▶ GOAL OF THE EXERCISE: Copy the rows below line for line, changing nothing.

▶ Excerpts of annotation records:

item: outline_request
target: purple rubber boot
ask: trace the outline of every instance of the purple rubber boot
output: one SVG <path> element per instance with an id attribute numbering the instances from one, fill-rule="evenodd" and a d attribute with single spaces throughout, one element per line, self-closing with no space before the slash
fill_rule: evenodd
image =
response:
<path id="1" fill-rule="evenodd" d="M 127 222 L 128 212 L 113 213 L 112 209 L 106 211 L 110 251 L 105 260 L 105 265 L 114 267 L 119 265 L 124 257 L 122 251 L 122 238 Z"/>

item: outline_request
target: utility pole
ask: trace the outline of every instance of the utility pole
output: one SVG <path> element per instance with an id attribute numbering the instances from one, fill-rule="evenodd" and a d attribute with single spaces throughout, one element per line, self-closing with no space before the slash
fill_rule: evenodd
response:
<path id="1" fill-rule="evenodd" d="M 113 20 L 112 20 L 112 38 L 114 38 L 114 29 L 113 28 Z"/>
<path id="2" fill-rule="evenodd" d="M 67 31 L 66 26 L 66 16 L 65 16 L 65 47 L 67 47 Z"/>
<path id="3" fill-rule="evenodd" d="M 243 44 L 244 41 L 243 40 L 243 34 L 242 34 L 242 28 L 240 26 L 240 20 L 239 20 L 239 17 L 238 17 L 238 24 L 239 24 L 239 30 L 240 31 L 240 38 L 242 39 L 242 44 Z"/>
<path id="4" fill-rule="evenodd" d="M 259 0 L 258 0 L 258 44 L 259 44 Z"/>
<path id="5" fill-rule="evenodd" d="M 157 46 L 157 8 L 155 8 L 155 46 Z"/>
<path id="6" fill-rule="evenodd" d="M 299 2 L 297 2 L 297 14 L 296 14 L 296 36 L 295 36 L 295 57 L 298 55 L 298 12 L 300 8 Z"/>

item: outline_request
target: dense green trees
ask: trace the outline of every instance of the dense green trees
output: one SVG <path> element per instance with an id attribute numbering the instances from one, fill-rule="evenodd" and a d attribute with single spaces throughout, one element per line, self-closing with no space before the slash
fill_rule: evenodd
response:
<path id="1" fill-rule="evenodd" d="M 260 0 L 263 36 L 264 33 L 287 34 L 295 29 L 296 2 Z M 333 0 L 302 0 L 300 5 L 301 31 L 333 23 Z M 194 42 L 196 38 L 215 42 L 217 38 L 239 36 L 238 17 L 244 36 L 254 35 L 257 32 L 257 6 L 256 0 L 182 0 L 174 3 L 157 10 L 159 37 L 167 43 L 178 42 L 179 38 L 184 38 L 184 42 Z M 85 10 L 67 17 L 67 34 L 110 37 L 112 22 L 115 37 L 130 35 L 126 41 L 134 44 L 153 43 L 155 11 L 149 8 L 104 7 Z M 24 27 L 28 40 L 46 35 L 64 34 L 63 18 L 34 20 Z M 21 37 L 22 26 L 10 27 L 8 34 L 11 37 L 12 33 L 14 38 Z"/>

▶ REPLY:
item: outline_request
target: purple rubber boot
ask: trace the outline of every instance of the purple rubber boot
output: one SVG <path> element per instance with an id attribute numbering the instances from one, fill-rule="evenodd" and a d attribute with single spaces throughout, one element per line, self-closing with no space before the slash
fill_rule: evenodd
image =
response:
<path id="1" fill-rule="evenodd" d="M 127 222 L 128 212 L 113 213 L 112 209 L 106 211 L 110 251 L 105 260 L 105 265 L 114 267 L 119 265 L 124 257 L 122 251 L 122 238 Z"/>

item: outline_request
target: utility pole
ask: trace the outline of every instance of the utility pole
output: one SVG <path> element per instance with an id attribute numbering the instances from one, fill-rule="evenodd" and a d attribute with single spaces throughout, one element per line, self-closing with no space before the slash
fill_rule: evenodd
response:
<path id="1" fill-rule="evenodd" d="M 113 20 L 112 20 L 112 38 L 114 38 L 114 29 L 113 28 Z"/>
<path id="2" fill-rule="evenodd" d="M 67 31 L 66 26 L 66 16 L 65 16 L 65 47 L 67 47 Z"/>
<path id="3" fill-rule="evenodd" d="M 243 44 L 244 41 L 243 40 L 243 34 L 242 34 L 242 28 L 240 26 L 240 20 L 239 20 L 239 17 L 238 17 L 238 24 L 239 24 L 239 30 L 240 31 L 240 38 L 242 39 L 242 44 Z"/>
<path id="4" fill-rule="evenodd" d="M 259 0 L 258 0 L 258 44 L 259 44 Z"/>
<path id="5" fill-rule="evenodd" d="M 157 46 L 157 8 L 155 8 L 155 46 Z"/>
<path id="6" fill-rule="evenodd" d="M 299 2 L 297 2 L 297 14 L 296 14 L 296 36 L 295 36 L 295 57 L 298 55 L 298 12 L 300 8 Z"/>

item: outline_request
target: dense green trees
ask: trace the outline of every instance of the dense green trees
output: one SVG <path> element per instance with an id attribute numbering the instances from one, fill-rule="evenodd" and a d attribute with single spaces throughout, one element per line, self-closing with no space before the slash
fill_rule: evenodd
response:
<path id="1" fill-rule="evenodd" d="M 260 0 L 263 36 L 264 33 L 287 34 L 295 29 L 296 2 Z M 333 0 L 302 0 L 300 5 L 301 31 L 333 23 Z M 194 42 L 196 38 L 215 42 L 217 38 L 239 36 L 238 17 L 244 36 L 254 35 L 257 32 L 257 6 L 256 0 L 182 0 L 174 3 L 157 10 L 159 37 L 167 43 L 178 42 L 179 38 L 184 38 L 184 42 Z M 85 10 L 67 17 L 67 34 L 110 37 L 112 22 L 115 37 L 130 35 L 126 41 L 134 44 L 153 43 L 155 11 L 149 8 L 104 7 Z M 24 27 L 28 40 L 46 35 L 64 34 L 63 18 L 34 20 Z M 21 37 L 22 26 L 10 27 L 8 34 L 11 37 L 12 33 L 14 38 Z"/>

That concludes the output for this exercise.